Begin Selected extract

Known groups in LCA

David Isaksson

Join Date: Mar 2020

Posts: 14
#1

Known groups in LCA

28 Mar 2020, 09:51

Hi all,

I am still quite new to this so maybe it is just a simple problem. I am using Stata 16 at a mac.

I have done an LCA with 6 variables and 3 classes.

Code:

gsem (ancestry culture lang jobs pride civic <-), logit lclass(C 3),

I now try to do the same thing but testing the results over different regions. I keep receiving the error message

Code:

quietly gsem (ancestry culture lang jobs pride civic <-), over(land) logit lclass(C > 3) option over() not allowed r(198);

Where am I supposed to ad the categorical variable here? What am I doing wrong here?

All help is very appreciated!

Last edited by David Isaksson; 28 Mar 2020, 09:53.
Tags: Latent Class Analyses, lca
Weiwen Ng

Join Date: Jun 2015

Posts: 1241
#2

28 Mar 2020, 10:04

Subjectively, it seems to me like there are a bunch of people who are on lockdown and are turning to LCA, perhaps to relieve boredom? But this could be surveillance bias on my part.

End Selected extract
Begin Material shown

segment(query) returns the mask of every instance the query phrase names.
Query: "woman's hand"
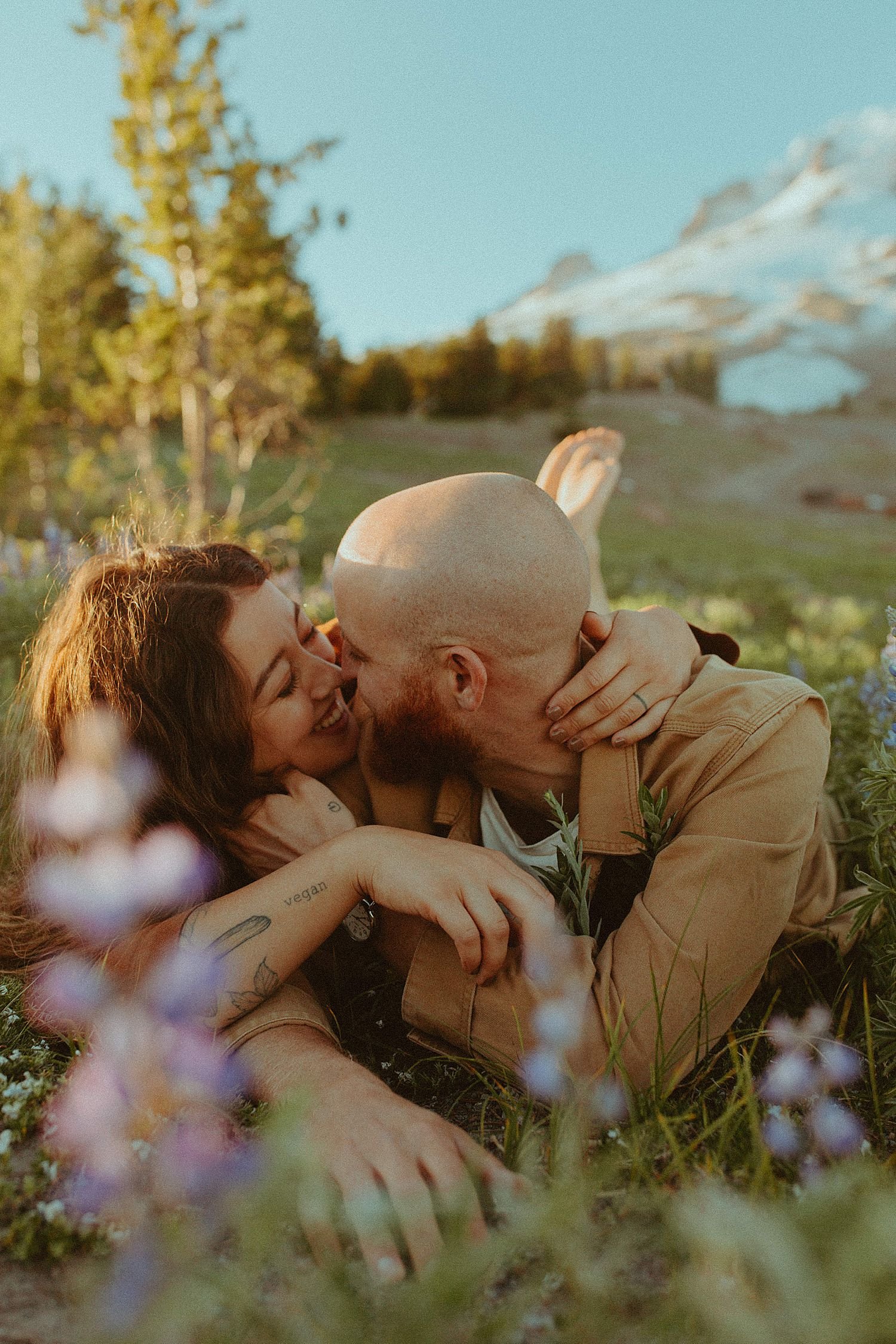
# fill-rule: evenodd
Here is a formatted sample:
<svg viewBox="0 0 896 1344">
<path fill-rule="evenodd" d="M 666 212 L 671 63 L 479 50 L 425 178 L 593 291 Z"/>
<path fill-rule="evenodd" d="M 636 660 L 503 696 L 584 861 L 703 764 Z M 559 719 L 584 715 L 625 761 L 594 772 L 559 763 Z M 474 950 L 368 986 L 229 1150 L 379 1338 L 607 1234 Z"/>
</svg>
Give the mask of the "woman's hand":
<svg viewBox="0 0 896 1344">
<path fill-rule="evenodd" d="M 349 809 L 320 780 L 290 770 L 283 786 L 287 793 L 266 794 L 228 836 L 232 852 L 258 878 L 355 829 Z"/>
<path fill-rule="evenodd" d="M 551 892 L 502 853 L 392 827 L 361 827 L 355 840 L 359 892 L 437 923 L 478 984 L 504 965 L 510 926 L 525 943 L 553 919 Z"/>
<path fill-rule="evenodd" d="M 600 645 L 580 672 L 551 698 L 551 737 L 572 751 L 613 738 L 629 746 L 656 732 L 676 696 L 690 683 L 700 646 L 677 612 L 587 612 L 582 633 Z"/>
</svg>

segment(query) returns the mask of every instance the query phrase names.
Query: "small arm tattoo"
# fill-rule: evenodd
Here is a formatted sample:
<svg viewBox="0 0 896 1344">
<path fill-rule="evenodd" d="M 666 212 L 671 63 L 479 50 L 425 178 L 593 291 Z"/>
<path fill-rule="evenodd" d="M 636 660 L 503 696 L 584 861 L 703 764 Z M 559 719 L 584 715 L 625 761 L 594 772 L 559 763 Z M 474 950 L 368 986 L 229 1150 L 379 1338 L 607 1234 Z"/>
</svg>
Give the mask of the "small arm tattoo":
<svg viewBox="0 0 896 1344">
<path fill-rule="evenodd" d="M 279 976 L 275 970 L 271 970 L 266 960 L 262 960 L 253 976 L 253 988 L 242 991 L 230 989 L 227 997 L 239 1013 L 244 1013 L 251 1008 L 257 1008 L 266 999 L 270 999 L 278 988 Z"/>
<path fill-rule="evenodd" d="M 204 906 L 197 906 L 191 914 L 187 915 L 183 925 L 180 926 L 180 941 L 185 943 L 195 942 L 196 923 L 199 914 L 204 910 Z M 257 938 L 259 933 L 265 933 L 270 929 L 270 919 L 267 915 L 250 915 L 247 919 L 240 919 L 238 925 L 232 929 L 227 929 L 224 933 L 219 934 L 210 943 L 206 945 L 206 952 L 211 952 L 216 961 L 226 957 L 228 953 L 235 952 L 236 948 L 242 948 L 244 942 L 250 938 Z"/>
<path fill-rule="evenodd" d="M 312 896 L 316 896 L 320 891 L 326 891 L 325 882 L 316 882 L 312 887 L 305 887 L 304 891 L 297 891 L 296 895 L 287 896 L 286 900 L 283 900 L 283 905 L 297 906 L 301 902 L 310 900 Z"/>
</svg>

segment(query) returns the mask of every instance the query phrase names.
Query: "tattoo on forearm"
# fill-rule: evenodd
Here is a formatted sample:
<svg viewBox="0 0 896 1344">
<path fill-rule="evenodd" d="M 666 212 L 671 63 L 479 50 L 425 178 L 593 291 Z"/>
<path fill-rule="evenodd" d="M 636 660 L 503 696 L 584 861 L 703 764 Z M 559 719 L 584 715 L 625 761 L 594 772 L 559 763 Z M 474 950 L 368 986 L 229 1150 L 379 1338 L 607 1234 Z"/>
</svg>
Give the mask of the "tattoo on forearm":
<svg viewBox="0 0 896 1344">
<path fill-rule="evenodd" d="M 249 1012 L 251 1008 L 257 1008 L 258 1004 L 263 1003 L 266 999 L 279 988 L 279 976 L 275 970 L 267 965 L 267 961 L 262 960 L 261 965 L 253 976 L 253 988 L 242 991 L 227 991 L 227 997 L 230 999 L 234 1008 L 243 1013 Z"/>
<path fill-rule="evenodd" d="M 180 927 L 180 941 L 192 943 L 195 942 L 196 922 L 199 914 L 203 911 L 203 906 L 197 906 L 192 914 L 188 914 Z M 204 950 L 211 952 L 215 961 L 220 961 L 228 953 L 235 952 L 236 948 L 242 948 L 244 942 L 250 938 L 257 938 L 259 933 L 265 933 L 270 929 L 270 919 L 267 915 L 250 915 L 247 919 L 240 919 L 238 925 L 232 929 L 227 929 L 224 933 L 219 934 L 210 943 L 206 943 Z"/>
<path fill-rule="evenodd" d="M 283 900 L 283 905 L 285 906 L 301 905 L 302 900 L 310 900 L 312 896 L 316 896 L 320 891 L 326 891 L 325 882 L 316 882 L 314 886 L 305 887 L 304 891 L 297 891 L 294 896 L 287 896 L 287 899 Z"/>
</svg>

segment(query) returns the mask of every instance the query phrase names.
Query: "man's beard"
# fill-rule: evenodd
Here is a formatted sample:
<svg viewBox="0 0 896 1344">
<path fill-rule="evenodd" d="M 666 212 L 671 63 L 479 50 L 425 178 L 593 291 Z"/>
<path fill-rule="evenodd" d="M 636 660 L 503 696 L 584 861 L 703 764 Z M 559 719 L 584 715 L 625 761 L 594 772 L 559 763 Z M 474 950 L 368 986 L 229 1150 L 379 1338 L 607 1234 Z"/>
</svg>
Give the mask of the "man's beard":
<svg viewBox="0 0 896 1344">
<path fill-rule="evenodd" d="M 372 766 L 387 784 L 472 774 L 473 739 L 453 723 L 419 673 L 410 673 L 400 695 L 373 716 Z"/>
</svg>

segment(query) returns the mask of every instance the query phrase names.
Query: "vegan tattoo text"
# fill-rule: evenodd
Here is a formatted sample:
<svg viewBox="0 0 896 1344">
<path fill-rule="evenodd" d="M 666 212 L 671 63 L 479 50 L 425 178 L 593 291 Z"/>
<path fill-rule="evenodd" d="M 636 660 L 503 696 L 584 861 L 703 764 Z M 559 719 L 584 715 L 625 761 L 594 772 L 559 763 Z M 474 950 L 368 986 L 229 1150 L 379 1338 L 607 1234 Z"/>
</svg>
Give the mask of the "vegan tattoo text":
<svg viewBox="0 0 896 1344">
<path fill-rule="evenodd" d="M 287 896 L 286 900 L 283 900 L 283 905 L 297 906 L 304 900 L 310 900 L 312 896 L 316 896 L 320 891 L 326 891 L 325 882 L 316 882 L 313 886 L 305 887 L 304 891 L 297 891 L 294 896 Z"/>
</svg>

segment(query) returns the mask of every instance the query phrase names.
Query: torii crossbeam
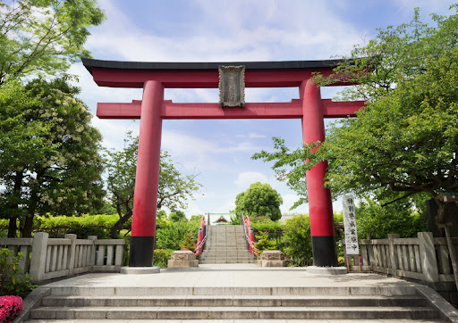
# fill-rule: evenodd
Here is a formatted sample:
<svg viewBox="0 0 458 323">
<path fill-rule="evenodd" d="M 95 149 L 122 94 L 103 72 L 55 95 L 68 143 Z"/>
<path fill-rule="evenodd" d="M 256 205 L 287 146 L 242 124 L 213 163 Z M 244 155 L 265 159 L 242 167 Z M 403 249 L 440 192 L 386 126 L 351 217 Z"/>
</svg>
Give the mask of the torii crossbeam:
<svg viewBox="0 0 458 323">
<path fill-rule="evenodd" d="M 324 76 L 341 61 L 138 62 L 82 59 L 100 87 L 143 88 L 141 101 L 98 104 L 101 119 L 140 119 L 135 180 L 130 267 L 151 267 L 156 234 L 156 212 L 162 120 L 167 119 L 301 119 L 305 143 L 325 140 L 324 118 L 354 117 L 362 101 L 321 99 L 310 80 Z M 219 66 L 244 66 L 246 87 L 299 88 L 300 98 L 285 103 L 247 103 L 243 107 L 215 104 L 174 104 L 164 100 L 164 88 L 217 88 Z M 334 86 L 349 85 L 335 83 Z M 323 187 L 327 163 L 322 162 L 306 174 L 315 266 L 337 265 L 331 193 Z"/>
</svg>

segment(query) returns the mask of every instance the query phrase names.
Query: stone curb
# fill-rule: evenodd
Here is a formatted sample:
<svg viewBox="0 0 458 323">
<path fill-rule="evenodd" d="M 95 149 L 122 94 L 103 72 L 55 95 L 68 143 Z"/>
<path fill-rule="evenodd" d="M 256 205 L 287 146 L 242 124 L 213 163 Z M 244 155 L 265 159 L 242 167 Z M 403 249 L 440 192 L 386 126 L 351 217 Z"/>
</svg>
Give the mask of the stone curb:
<svg viewBox="0 0 458 323">
<path fill-rule="evenodd" d="M 429 305 L 436 308 L 444 319 L 458 323 L 458 310 L 445 301 L 437 292 L 428 286 L 417 286 L 418 293 L 426 298 Z"/>
<path fill-rule="evenodd" d="M 30 311 L 41 305 L 41 299 L 51 294 L 51 287 L 38 287 L 24 299 L 22 311 L 13 323 L 22 323 L 29 319 Z"/>
</svg>

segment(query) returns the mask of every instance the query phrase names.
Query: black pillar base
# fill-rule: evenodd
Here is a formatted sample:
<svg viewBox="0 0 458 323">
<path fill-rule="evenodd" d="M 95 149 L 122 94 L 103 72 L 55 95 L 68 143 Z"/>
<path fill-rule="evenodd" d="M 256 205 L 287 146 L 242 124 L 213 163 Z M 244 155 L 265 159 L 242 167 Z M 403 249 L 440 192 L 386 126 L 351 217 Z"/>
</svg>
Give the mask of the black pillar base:
<svg viewBox="0 0 458 323">
<path fill-rule="evenodd" d="M 154 236 L 131 236 L 129 267 L 153 267 Z"/>
<path fill-rule="evenodd" d="M 312 236 L 313 266 L 337 267 L 337 249 L 335 248 L 335 237 Z"/>
</svg>

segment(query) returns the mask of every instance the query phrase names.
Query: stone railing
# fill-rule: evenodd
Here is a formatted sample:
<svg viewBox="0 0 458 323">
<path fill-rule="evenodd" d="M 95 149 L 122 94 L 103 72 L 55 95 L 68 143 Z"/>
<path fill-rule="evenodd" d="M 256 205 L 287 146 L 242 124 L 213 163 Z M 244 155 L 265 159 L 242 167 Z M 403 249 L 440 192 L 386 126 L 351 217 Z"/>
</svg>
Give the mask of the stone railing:
<svg viewBox="0 0 458 323">
<path fill-rule="evenodd" d="M 49 238 L 43 232 L 36 233 L 33 238 L 0 239 L 0 246 L 12 250 L 13 255 L 23 253 L 20 267 L 32 276 L 34 283 L 84 272 L 119 272 L 124 244 L 123 239 L 98 240 L 95 236 L 77 239 L 71 234 L 64 238 Z"/>
<path fill-rule="evenodd" d="M 452 239 L 457 250 L 458 238 Z M 361 239 L 359 243 L 363 270 L 429 283 L 454 282 L 446 240 L 433 237 L 431 232 L 419 232 L 416 238 L 388 235 L 387 239 Z M 350 270 L 360 269 L 357 259 L 350 262 Z"/>
</svg>

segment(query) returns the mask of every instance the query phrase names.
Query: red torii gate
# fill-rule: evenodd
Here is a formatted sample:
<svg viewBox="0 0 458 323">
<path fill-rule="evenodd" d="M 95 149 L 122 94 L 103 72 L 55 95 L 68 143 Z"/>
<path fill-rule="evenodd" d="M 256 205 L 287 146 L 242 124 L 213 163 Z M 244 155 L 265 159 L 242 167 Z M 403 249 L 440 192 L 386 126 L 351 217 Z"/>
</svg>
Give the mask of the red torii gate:
<svg viewBox="0 0 458 323">
<path fill-rule="evenodd" d="M 167 119 L 301 119 L 305 143 L 325 140 L 324 118 L 354 117 L 363 101 L 321 99 L 312 73 L 328 76 L 341 62 L 139 62 L 82 59 L 100 87 L 143 88 L 141 101 L 98 104 L 101 119 L 140 119 L 133 200 L 130 267 L 151 267 L 162 120 Z M 217 88 L 219 66 L 245 67 L 246 87 L 299 87 L 299 99 L 287 103 L 247 103 L 243 107 L 215 104 L 174 104 L 164 88 Z M 349 85 L 335 83 L 334 86 Z M 327 162 L 307 172 L 314 265 L 337 265 L 331 193 L 323 187 Z"/>
</svg>

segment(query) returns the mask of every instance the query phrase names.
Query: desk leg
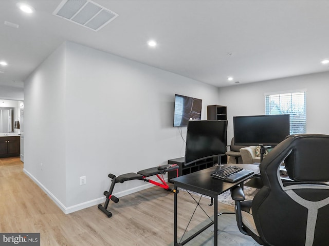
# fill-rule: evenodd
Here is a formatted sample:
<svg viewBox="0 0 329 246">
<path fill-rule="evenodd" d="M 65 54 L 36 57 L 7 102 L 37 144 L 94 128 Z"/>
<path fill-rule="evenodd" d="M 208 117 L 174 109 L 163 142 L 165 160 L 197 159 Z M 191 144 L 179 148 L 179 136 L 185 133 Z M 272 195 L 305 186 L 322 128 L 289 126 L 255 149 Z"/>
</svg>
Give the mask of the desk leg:
<svg viewBox="0 0 329 246">
<path fill-rule="evenodd" d="M 177 191 L 177 186 L 174 186 Z M 174 193 L 174 245 L 177 245 L 177 192 Z"/>
<path fill-rule="evenodd" d="M 218 197 L 217 196 L 214 197 L 214 246 L 217 246 L 217 236 L 218 230 Z"/>
</svg>

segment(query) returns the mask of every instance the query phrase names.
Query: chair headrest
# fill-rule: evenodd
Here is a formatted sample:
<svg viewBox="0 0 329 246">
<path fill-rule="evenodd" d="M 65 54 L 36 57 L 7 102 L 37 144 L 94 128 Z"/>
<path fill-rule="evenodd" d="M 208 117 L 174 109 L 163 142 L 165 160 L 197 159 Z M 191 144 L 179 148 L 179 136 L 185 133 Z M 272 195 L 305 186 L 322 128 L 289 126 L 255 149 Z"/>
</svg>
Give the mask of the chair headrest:
<svg viewBox="0 0 329 246">
<path fill-rule="evenodd" d="M 300 182 L 329 180 L 329 135 L 288 136 L 291 153 L 284 160 L 289 177 Z"/>
</svg>

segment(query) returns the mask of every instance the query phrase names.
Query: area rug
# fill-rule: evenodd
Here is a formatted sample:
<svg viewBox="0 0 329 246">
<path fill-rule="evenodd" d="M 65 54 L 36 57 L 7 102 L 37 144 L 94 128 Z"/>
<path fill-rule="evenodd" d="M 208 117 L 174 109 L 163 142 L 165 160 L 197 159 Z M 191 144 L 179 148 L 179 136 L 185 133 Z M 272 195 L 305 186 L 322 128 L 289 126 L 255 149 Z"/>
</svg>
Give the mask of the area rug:
<svg viewBox="0 0 329 246">
<path fill-rule="evenodd" d="M 178 188 L 178 190 L 180 190 L 182 191 L 187 191 L 186 190 L 181 188 Z M 252 200 L 253 197 L 257 193 L 258 191 L 259 190 L 255 188 L 248 187 L 247 186 L 244 187 L 243 192 L 245 193 L 246 200 Z M 198 196 L 201 195 L 201 194 L 199 193 L 191 191 L 189 191 L 189 192 L 191 194 L 194 194 Z M 203 197 L 210 199 L 210 197 L 205 196 L 204 195 L 203 195 Z M 231 197 L 231 192 L 230 191 L 227 191 L 218 196 L 218 201 L 219 202 L 227 204 L 228 205 L 230 205 L 231 206 L 234 206 L 234 201 L 233 201 L 232 199 L 232 197 Z"/>
</svg>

End Material shown

__Instructions to follow__: Rewrite the forum thread about known groups in LCA, covering everything from "Join Date: Mar" down to "and 3 classes.", and replace "Stata 16" with "Stata 17".

__Reply__:
Join Date: Mar 2020

Posts: 14
#1

Known groups in LCA

28 Mar 2020, 09:51

Hi all,

I am still quite new to this so maybe it is just a simple problem. I am using Stata 17 at a mac.

I have done an LCA with 6 variables and 3 classes.